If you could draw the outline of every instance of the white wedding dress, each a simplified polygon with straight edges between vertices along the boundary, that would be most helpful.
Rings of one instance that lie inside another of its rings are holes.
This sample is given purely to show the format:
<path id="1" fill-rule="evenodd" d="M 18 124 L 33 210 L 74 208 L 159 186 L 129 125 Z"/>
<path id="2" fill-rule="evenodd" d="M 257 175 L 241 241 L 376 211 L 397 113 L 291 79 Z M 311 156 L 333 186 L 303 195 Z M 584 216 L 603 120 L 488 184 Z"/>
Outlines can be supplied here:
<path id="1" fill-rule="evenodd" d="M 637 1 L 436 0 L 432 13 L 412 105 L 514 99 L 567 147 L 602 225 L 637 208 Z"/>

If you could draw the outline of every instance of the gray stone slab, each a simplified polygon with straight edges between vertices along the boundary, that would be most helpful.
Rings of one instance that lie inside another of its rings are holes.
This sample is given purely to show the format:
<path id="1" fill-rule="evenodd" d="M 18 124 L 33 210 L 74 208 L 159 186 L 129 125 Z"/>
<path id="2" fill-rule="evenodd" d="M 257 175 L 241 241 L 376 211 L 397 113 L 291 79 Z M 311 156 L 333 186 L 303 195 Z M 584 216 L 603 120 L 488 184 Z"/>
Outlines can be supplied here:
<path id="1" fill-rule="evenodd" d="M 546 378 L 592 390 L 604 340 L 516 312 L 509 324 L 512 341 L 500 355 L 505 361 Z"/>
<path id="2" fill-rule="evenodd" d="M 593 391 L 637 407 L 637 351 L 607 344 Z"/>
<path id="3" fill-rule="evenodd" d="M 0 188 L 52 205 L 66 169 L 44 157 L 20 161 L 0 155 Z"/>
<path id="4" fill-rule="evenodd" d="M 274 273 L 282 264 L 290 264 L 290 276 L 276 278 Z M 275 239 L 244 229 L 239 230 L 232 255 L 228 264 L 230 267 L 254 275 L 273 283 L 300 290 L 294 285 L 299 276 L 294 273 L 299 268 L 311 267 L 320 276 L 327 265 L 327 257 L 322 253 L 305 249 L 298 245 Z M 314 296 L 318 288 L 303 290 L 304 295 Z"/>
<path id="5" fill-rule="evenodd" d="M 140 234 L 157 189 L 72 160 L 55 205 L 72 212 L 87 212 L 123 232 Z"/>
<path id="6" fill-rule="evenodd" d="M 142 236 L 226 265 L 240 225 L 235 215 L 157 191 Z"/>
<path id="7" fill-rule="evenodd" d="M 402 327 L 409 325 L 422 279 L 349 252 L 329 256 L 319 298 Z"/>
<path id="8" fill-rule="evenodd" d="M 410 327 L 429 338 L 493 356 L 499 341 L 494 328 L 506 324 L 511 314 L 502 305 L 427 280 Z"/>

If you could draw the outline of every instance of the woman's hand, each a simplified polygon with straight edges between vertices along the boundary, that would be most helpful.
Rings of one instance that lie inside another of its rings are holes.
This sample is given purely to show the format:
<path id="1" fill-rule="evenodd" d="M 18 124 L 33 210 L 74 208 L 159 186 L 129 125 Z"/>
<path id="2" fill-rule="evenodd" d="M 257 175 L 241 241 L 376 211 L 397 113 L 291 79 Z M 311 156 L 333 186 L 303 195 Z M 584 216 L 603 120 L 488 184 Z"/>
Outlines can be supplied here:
▬▬▬▬▬▬
**What you should do:**
Copy out every item above word for word, leaving nothing out and changing nothing.

**Exercise response:**
If you could draw the outline of every instance of the white wedding dress, each a simplified polygon with straight edges between vertices along the boundary, that would be most helpful.
Rings of one instance that lie inside another of its rings are holes.
This sample is given purely to show the format:
<path id="1" fill-rule="evenodd" d="M 18 124 L 33 210 L 74 208 L 159 186 L 129 125 Z"/>
<path id="2" fill-rule="evenodd" d="M 257 175 L 241 241 L 376 211 L 397 113 L 291 79 Z M 311 156 L 333 186 L 303 195 Z M 584 216 L 603 120 L 488 184 Z"/>
Outlines can be supplied here:
<path id="1" fill-rule="evenodd" d="M 637 1 L 436 0 L 432 13 L 412 105 L 514 99 L 567 147 L 602 225 L 637 208 Z"/>

If you could draw the outline of every instance of the gray stone slab, each a simplified polygon with straight edges between vertices along the boundary, that would be most helpful.
Rings of one instance that lie inside another of its rings are holes.
This sample is given purely to show the format:
<path id="1" fill-rule="evenodd" d="M 18 124 L 33 210 L 74 208 L 159 186 L 129 125 Z"/>
<path id="2" fill-rule="evenodd" d="M 257 175 L 241 241 L 376 211 L 397 113 L 291 79 Z M 311 156 L 333 186 L 303 195 Z M 584 216 L 603 120 L 488 184 Z"/>
Outlines can be supplied here:
<path id="1" fill-rule="evenodd" d="M 546 378 L 592 390 L 604 340 L 516 312 L 509 324 L 512 341 L 500 355 L 505 361 Z"/>
<path id="2" fill-rule="evenodd" d="M 593 391 L 637 407 L 637 351 L 607 344 Z"/>
<path id="3" fill-rule="evenodd" d="M 0 188 L 52 205 L 66 169 L 44 157 L 20 161 L 0 155 Z"/>
<path id="4" fill-rule="evenodd" d="M 274 273 L 282 264 L 290 264 L 290 276 L 276 278 Z M 275 239 L 244 229 L 239 230 L 232 255 L 228 264 L 230 267 L 254 275 L 273 283 L 300 290 L 294 285 L 299 276 L 294 273 L 299 268 L 311 267 L 320 276 L 327 265 L 327 257 L 322 253 L 305 249 L 298 245 Z M 314 296 L 318 288 L 303 290 L 304 295 Z"/>
<path id="5" fill-rule="evenodd" d="M 140 234 L 157 189 L 72 160 L 55 205 L 72 212 L 87 212 L 123 232 Z"/>
<path id="6" fill-rule="evenodd" d="M 142 236 L 226 265 L 240 225 L 235 215 L 157 191 Z"/>
<path id="7" fill-rule="evenodd" d="M 402 327 L 409 325 L 422 279 L 349 252 L 329 256 L 319 298 Z"/>
<path id="8" fill-rule="evenodd" d="M 410 327 L 429 338 L 493 356 L 499 341 L 494 328 L 506 324 L 511 314 L 502 305 L 427 280 Z"/>

If you could draw the outline of every instance of the woman's hand, each a simplified polygon with straight edges between vertices along the boundary, that would be most helpful.
Rings of one instance that lie inside another of its rings are holes.
This sample is given purely to show the format:
<path id="1" fill-rule="evenodd" d="M 18 124 L 33 210 L 74 208 L 159 186 L 129 125 Z"/>
<path id="2" fill-rule="evenodd" d="M 257 175 L 241 241 L 376 211 L 397 113 L 291 79 Z M 311 156 L 333 186 L 303 195 Z M 584 216 L 603 120 L 488 184 Z"/>
Outlines can be supplied here:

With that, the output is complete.